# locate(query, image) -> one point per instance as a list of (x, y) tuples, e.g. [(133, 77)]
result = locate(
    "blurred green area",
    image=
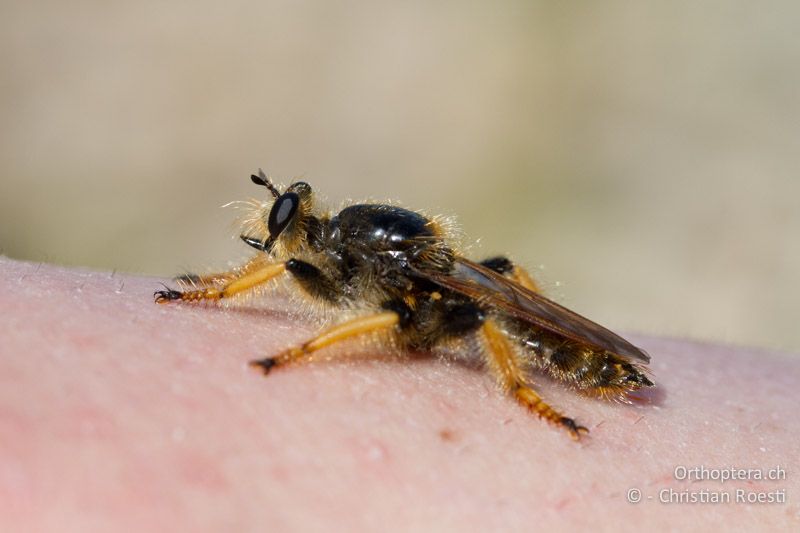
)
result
[(642, 158)]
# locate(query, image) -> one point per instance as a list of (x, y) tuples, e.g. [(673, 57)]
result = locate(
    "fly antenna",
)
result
[(263, 180)]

• • • •

Repeat the entries above exactly and skip the images.

§ REPLY
# locate(query, image) -> one point per instance as a list of (x, y) tuples, e.g. [(133, 77)]
result = locate(
    "blurred green area",
    image=
)
result
[(642, 158)]
# locate(query, image) -> one point per instance as a list of (x, y) tuples, e.g. [(673, 57)]
result = locate(
    "fly antenna",
)
result
[(263, 180)]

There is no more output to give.